#### [WHAT IS EXPECTED]
Show each line from the listing below that contains the word "beanie".

#### [Collection entries]
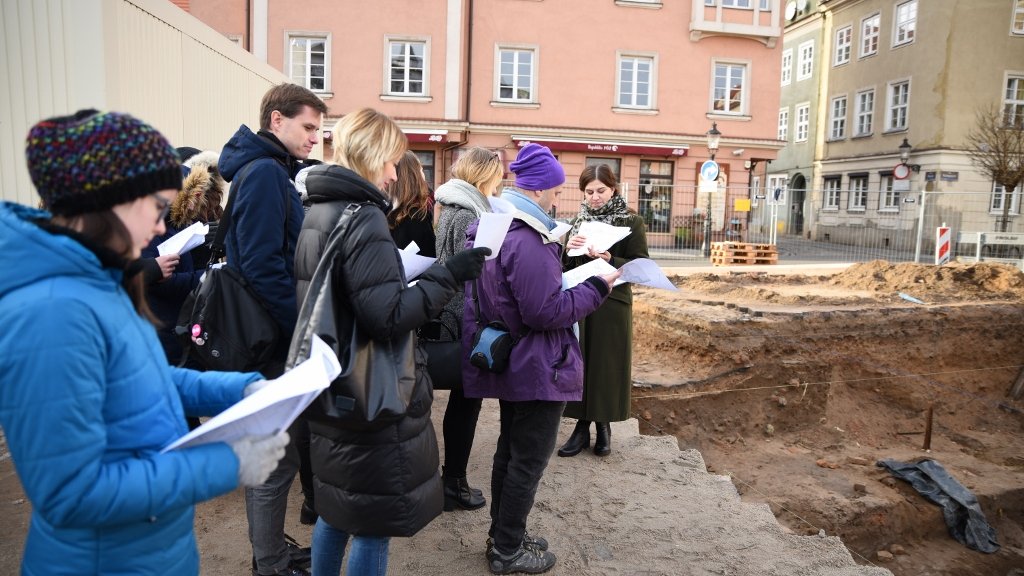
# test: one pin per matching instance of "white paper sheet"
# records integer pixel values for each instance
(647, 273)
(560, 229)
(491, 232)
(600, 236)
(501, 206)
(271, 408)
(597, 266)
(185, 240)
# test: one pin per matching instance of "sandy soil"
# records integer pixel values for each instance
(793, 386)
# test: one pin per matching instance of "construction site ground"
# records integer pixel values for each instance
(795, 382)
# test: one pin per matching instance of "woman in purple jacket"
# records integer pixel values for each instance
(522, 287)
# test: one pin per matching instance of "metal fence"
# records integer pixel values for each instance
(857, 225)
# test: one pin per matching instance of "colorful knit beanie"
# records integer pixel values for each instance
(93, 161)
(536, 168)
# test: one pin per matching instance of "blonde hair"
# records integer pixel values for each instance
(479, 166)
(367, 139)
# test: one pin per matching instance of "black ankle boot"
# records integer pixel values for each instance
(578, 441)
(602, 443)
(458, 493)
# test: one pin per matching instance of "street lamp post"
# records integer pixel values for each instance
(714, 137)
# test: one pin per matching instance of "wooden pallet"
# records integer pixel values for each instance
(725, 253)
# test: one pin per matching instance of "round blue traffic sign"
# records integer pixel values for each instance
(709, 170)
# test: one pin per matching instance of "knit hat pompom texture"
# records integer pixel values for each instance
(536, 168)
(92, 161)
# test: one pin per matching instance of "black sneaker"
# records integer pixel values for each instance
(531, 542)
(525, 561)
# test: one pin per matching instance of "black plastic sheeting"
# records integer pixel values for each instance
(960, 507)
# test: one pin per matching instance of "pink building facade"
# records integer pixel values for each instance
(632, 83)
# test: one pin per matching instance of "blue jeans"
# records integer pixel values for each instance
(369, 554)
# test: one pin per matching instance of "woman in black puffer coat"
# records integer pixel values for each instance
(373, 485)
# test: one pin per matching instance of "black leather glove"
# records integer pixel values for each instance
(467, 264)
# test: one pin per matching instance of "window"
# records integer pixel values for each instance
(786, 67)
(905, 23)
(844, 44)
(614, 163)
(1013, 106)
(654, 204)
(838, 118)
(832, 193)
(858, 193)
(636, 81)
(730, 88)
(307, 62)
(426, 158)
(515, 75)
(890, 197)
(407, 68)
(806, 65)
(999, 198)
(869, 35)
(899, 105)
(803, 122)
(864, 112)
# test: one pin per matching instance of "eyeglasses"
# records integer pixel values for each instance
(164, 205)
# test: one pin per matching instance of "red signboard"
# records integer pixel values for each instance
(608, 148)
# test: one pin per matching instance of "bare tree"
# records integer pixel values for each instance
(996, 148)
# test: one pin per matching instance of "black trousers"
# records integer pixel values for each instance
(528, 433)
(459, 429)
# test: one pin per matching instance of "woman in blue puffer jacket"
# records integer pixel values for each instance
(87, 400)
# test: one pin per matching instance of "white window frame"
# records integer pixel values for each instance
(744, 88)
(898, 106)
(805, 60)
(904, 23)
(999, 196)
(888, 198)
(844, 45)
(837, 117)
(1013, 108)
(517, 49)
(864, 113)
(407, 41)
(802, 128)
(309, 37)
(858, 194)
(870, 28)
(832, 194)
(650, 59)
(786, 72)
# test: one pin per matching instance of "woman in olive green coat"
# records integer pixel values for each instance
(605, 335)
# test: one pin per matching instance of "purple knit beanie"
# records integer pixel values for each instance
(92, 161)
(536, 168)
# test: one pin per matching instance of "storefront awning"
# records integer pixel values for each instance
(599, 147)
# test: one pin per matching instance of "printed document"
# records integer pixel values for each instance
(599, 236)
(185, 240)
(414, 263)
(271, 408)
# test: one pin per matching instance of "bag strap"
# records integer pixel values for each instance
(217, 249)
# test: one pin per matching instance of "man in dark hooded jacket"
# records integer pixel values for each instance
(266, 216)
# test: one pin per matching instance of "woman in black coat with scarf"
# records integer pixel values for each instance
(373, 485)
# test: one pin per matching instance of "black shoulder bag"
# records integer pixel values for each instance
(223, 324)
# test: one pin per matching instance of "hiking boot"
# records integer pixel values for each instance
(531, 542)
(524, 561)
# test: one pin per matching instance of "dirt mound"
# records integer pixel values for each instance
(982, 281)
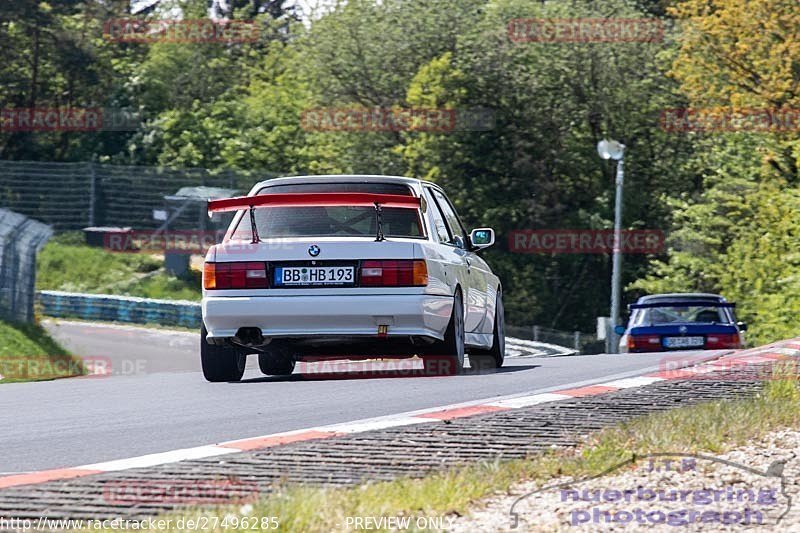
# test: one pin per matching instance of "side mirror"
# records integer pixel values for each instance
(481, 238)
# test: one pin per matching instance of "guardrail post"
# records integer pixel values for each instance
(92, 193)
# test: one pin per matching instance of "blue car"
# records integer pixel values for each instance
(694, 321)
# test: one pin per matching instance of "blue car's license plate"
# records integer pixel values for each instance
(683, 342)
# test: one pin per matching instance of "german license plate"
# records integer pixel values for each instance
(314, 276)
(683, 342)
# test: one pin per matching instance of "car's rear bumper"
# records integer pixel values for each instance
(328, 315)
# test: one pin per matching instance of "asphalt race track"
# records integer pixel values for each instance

#### [THE SOLUTION]
# test: one pin per matching instance of "colorful knit beanie"
# test: one pin per matching instance of "purple knit beanie"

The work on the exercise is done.